§ Short problem 1: Put the rows below into a two-column CSV with the columns "request" and "points," one row per request, starting with the line that contains "the man standing" and going on through the end of the rows. Place each request's text and its answer in one quoted field apiece, with line breaks turned into spaces.
[start Extract provided]
Hi,

thank you for your replies. Unfortunately I don't find these satisfying 
answers. I asked for explanations why not. This is completely missing. A we 
should do GUI is no explanation on why we should not be a leader in the next 
big thing. So please explain in more detail, why you think KDE should not be a 
leader in future technologies.

Please also consider how you want to attract new developers, young students to 
work on KDE? How are we going to get in new developers if we discourage 
working on the new shiny stuff everybody wants? That's how we all got into 
KDE. We worked on the new shiny stuff. How are we going to attract students to 
work on desktop apps, when they maybe have never seen a desktop? How will they 
know at all about KDE which is currently non-existing on mobile even?

Furthermore how are you convincing the existing developer base to continue to 
work on KDE software if there is no prospect of leading in the next big thing? 
How do you convince me to continue to develop the desktop when I don't see a 
future for KDE due to not willing to go to the next thing?

Cheers
Martin

On Friday, February 5, 2016 4:54:31 PM CET Alexander Dymo wrote:
> A couple of years ago everybody though people will do all their tasks
> through the web browser. That turned out not to be the case.
> Applications made a huge comeback to mobile, and now to desktop. I
> agree with AlexN that this is where KDE's opportunity lies. Not in a
> cloud, not in knowledge management. It's here, in app development, the
> area of our expertise.
> 
> PS: not to say we should ignore the cloud. There are myriad of ways of
> integrating with cloud services which individual apps should
> definitely explore and implement.
> 
> On Fri, Feb 5, 2016 at 4:44 PM, Alexander Neundorf <neund...@kde.org> wrote:
> > Hi,
> > 
> > ...
> > 
> >> Thus now my question: How will this vision provide us guidance for the
> >> next
> >> disruption? How will we be able to use this vision to be a leader in the
> >> next disruption? Please explain why you think that the vision will help
> >> in
> >> the next disruption. If you don't think that the vision is for that
> >> please
> >> also explain why you think that. E.g. if you think we shouldn't care
> >> about
> >> the next disruption, please explain the reasoning for it.
[end Extract provided]
§ Short problem 2: Continue the email about KDE's future direction from the point where it stops.
[start Data supplied]
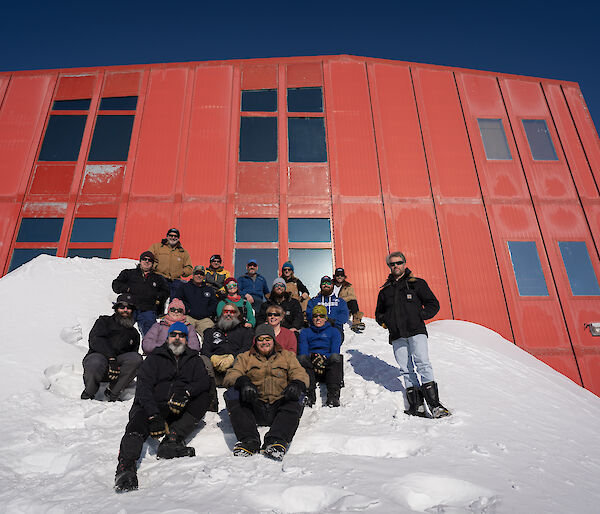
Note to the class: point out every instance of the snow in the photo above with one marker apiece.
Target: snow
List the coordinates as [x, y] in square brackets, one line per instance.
[522, 438]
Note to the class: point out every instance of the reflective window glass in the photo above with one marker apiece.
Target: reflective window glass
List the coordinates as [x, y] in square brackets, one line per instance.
[40, 230]
[63, 137]
[302, 230]
[540, 142]
[112, 135]
[22, 255]
[310, 265]
[305, 99]
[93, 230]
[256, 230]
[258, 139]
[494, 140]
[528, 269]
[307, 140]
[260, 100]
[580, 271]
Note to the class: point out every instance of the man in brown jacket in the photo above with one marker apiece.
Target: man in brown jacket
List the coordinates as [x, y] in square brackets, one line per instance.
[266, 387]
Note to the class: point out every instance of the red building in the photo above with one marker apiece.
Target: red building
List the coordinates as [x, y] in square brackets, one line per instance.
[488, 182]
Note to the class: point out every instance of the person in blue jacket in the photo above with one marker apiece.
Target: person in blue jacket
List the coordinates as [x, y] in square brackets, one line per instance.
[319, 354]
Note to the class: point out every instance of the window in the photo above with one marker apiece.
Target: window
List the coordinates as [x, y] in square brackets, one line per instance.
[305, 99]
[494, 140]
[527, 268]
[258, 139]
[307, 140]
[63, 137]
[580, 271]
[539, 140]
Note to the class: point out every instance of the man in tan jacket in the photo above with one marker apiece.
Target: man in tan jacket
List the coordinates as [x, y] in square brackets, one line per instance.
[266, 387]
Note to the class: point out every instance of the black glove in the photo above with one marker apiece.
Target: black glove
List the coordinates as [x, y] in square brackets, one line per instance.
[157, 426]
[113, 370]
[293, 390]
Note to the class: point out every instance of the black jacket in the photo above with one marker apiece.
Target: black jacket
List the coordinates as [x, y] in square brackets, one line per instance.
[110, 338]
[161, 375]
[149, 291]
[403, 304]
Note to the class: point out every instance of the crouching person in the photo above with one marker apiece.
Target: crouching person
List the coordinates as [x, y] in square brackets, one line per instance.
[266, 387]
[170, 400]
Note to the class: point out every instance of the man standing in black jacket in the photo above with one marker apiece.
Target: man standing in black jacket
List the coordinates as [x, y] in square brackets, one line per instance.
[404, 302]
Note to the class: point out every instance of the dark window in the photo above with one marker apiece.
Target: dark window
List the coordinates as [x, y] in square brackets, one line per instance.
[580, 271]
[301, 230]
[258, 139]
[40, 230]
[305, 99]
[256, 230]
[260, 100]
[527, 268]
[118, 103]
[539, 140]
[307, 140]
[494, 140]
[63, 137]
[112, 136]
[71, 105]
[23, 255]
[93, 230]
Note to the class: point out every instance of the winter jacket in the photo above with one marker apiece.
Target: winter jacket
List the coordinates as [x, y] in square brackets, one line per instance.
[403, 304]
[162, 374]
[337, 309]
[173, 261]
[234, 342]
[158, 333]
[149, 290]
[324, 340]
[110, 338]
[200, 301]
[271, 375]
[293, 317]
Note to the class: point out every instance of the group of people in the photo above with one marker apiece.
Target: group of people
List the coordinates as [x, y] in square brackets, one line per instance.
[267, 347]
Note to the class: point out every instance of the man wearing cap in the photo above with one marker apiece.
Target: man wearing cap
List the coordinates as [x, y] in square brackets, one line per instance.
[148, 288]
[170, 400]
[266, 387]
[344, 290]
[200, 301]
[113, 356]
[172, 261]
[end Data supplied]
§ Reply 1:
request,points
"Note to the class: point out every instance of the man standing in black jacket in the photo above with one marker apiece. Target: man standing in black jacket List the coordinates as [x, y] in square brackets, one line per instance.","[404, 302]"
"Note to the class: point out every instance of the dark window in the photo above with one marker apiece. Target: dark window List the coordinates as [x, y] in square brackets, one line per instance.","[580, 271] [301, 230] [258, 139] [40, 230] [305, 99] [256, 230] [260, 100] [527, 268] [118, 103] [539, 140] [307, 140] [494, 140] [63, 137] [112, 136] [71, 105] [23, 255] [93, 230]"
"Note to the class: point out every instance of the winter jacket in the photo above with one marker apiece. Target: winter jacket List the coordinates as [x, y] in square brackets, one line per instance.","[403, 304] [162, 374] [337, 309] [173, 261] [234, 342] [158, 333] [149, 290] [324, 340] [110, 338] [200, 301] [271, 375] [293, 317]"
"Note to the class: point out every instance of the group of people in the photo above with one marker apiece. Target: group of people List the coordinates as [x, y] in square brackets, one line per instance.","[267, 347]"
"Note to the class: point out every instance of the man wearing cap in the photo above with one marker apiece. Target: man wearing cap List the coordinates as [x, y] in square brackets, one line per instance.","[148, 288] [170, 400] [266, 387] [344, 290] [200, 301] [113, 356] [172, 261]"

§ Reply 2:
> > 
> > just answering for myself: for me, KDE actually doesn't have to be the
> > leader in the next disruption. For me, it is ambitious enough to become
> > the leader in a defined, but still wide area. Also in the future there
> > will be the need for local GUI software on normal PCs, notebooks,
> > tablets, smartphones, maybe projected interfaces. I want KDE to stay
> > focused on that for now, this is where we have expertise, we don't need
> > to throw that away.
> > Once such local software is not needed anymore (will that happen ? I don't
> > know), something will happen with KDE. Either it will fade away, or it
> > will
> > have slowly shifted by itself into some new direction. As I wrote, this
> > draft is not for eternity, it gives a focus for today.
> > 
> > And today, I still see so much work to do for the next few years. I don't
> > want us to give up on mobile. I have an awful mix of various apps on my
> > personal tablet/smartphones. We as KDE can do so much better than that:
> > free software, no ads, consistent user interfaces, reliable quality, etc.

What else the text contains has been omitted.